Named-object pointing records:
-- begin --

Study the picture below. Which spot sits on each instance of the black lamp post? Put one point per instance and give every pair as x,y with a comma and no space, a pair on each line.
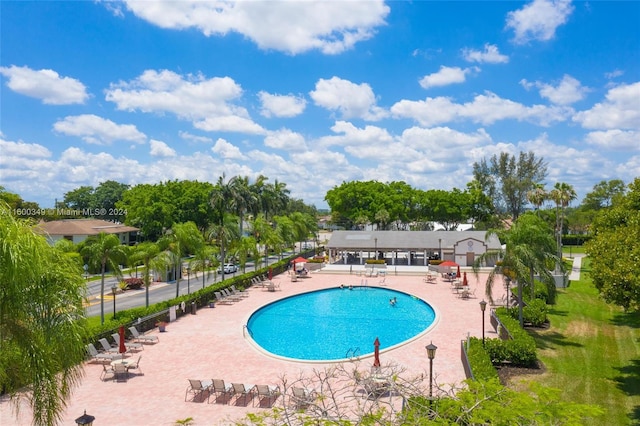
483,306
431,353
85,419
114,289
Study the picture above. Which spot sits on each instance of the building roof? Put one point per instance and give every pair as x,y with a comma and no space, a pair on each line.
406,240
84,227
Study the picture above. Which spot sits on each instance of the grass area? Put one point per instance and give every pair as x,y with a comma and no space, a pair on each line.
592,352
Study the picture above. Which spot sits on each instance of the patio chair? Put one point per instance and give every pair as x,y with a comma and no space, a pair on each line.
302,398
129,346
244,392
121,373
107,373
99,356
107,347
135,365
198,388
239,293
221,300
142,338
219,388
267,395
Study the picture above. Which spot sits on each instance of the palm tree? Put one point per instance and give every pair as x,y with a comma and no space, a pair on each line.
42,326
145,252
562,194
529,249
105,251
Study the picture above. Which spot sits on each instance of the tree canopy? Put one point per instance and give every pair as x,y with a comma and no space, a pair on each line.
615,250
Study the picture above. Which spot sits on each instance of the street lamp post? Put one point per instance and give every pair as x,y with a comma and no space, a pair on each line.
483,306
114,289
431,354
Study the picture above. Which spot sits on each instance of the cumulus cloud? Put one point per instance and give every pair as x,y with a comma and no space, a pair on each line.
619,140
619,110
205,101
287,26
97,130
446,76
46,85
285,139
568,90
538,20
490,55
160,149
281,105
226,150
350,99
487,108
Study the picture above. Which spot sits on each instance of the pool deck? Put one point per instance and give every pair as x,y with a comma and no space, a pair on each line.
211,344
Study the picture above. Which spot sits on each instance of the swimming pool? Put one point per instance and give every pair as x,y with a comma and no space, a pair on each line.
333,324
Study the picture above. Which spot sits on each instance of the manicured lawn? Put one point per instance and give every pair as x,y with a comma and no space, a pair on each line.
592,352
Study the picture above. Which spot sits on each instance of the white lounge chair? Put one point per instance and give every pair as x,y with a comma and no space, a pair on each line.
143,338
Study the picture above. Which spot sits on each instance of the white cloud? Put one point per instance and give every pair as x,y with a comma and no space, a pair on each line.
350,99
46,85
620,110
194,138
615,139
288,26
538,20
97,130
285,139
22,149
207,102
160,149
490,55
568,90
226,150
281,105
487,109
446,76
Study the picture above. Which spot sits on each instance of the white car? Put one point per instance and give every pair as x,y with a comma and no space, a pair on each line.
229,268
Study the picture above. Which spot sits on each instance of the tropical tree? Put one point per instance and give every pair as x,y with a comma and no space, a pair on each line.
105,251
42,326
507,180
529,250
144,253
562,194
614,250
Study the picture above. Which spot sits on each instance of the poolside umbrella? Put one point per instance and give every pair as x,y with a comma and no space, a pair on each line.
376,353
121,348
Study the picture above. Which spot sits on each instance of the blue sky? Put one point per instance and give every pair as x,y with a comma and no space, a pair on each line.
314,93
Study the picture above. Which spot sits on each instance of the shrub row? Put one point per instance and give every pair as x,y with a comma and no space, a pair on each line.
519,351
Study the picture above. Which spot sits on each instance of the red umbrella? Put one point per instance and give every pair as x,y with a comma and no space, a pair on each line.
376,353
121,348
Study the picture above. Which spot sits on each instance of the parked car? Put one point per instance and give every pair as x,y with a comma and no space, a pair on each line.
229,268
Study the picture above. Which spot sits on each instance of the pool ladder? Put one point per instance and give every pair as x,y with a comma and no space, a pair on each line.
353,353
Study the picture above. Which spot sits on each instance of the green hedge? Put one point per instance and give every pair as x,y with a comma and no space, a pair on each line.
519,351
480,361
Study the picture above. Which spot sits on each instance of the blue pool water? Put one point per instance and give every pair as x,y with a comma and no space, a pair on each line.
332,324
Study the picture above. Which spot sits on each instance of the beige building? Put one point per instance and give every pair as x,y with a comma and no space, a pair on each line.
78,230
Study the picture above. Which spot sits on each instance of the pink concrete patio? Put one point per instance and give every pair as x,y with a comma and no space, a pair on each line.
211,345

-- end --
-- begin --

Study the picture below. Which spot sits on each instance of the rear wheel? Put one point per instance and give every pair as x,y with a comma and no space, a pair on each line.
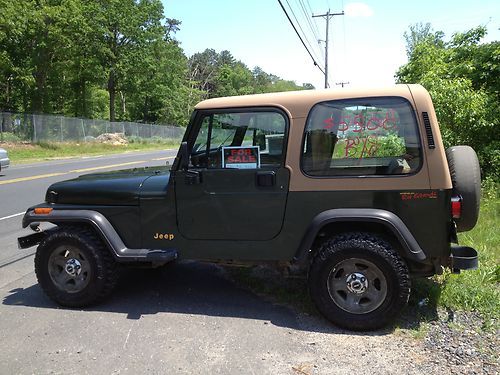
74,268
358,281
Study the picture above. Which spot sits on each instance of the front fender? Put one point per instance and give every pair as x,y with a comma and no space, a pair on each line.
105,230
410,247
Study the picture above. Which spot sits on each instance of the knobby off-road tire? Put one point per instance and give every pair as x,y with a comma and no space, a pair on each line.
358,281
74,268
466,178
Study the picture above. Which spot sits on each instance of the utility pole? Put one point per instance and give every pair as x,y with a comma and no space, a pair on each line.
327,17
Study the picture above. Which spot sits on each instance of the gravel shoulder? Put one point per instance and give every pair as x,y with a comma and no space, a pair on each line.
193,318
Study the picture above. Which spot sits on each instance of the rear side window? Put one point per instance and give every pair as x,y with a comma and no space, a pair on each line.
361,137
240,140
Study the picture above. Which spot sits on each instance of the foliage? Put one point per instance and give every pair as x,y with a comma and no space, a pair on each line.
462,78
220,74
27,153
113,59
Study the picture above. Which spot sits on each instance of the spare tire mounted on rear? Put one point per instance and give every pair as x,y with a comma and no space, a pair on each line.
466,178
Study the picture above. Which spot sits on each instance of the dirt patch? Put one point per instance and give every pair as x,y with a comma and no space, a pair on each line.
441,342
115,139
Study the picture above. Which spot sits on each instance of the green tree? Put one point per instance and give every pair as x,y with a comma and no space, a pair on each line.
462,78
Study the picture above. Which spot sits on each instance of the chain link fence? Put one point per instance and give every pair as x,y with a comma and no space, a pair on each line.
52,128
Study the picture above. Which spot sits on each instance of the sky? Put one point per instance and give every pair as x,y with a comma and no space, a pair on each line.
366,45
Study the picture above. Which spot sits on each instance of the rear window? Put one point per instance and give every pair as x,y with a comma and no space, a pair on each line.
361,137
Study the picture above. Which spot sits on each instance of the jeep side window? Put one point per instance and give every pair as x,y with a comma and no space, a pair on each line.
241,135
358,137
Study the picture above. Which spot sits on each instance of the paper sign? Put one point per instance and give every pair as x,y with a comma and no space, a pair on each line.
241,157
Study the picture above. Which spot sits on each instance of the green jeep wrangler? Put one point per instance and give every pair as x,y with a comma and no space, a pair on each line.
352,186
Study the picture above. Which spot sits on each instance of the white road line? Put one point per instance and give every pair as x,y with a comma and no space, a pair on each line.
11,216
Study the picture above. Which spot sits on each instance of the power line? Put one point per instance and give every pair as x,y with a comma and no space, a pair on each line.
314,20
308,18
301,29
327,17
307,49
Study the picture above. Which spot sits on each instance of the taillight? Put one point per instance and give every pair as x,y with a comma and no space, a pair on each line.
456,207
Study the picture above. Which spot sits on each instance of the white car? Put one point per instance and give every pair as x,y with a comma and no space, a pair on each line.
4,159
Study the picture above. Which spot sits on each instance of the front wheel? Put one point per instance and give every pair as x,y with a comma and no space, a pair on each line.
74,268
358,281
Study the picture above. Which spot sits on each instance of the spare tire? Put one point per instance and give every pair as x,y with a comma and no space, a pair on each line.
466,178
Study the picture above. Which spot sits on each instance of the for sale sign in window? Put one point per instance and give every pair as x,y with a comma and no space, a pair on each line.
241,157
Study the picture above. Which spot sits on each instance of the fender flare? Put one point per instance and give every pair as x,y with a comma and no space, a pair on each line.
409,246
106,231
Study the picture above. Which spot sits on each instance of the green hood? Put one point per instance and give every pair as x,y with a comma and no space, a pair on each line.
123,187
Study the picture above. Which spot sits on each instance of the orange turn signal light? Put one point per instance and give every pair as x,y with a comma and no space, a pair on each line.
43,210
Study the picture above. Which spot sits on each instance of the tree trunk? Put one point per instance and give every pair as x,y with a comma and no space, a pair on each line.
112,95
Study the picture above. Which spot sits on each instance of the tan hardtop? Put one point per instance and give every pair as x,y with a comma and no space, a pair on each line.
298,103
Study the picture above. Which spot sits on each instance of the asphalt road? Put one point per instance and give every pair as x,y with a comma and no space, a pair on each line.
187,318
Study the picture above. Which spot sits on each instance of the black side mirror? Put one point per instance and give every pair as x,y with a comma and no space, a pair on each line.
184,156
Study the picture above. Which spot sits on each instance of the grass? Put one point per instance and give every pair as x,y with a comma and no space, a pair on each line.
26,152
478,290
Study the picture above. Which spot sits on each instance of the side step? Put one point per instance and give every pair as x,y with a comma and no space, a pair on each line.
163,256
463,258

-- end --

Which lines of the records above contain the word "tire"? Pick them out and copy each one.

▶ [Worked answer]:
Study the picture above. Which spot sits on each instance of the knobby off-road tire? Put one point per instance and give every pair as x,y with a comma and no space, a pair on each line.
Study the picture above. Which spot sits on each instance of the spare tire mounted on rear? Put one point per instance and give every pair as x,y with a comma and no space, a pair on each line.
Study the picture above. Which spot sits on each instance of the spare tire? Put one point per instance and give every pair as x,y with a comma and no space, a pair on each line.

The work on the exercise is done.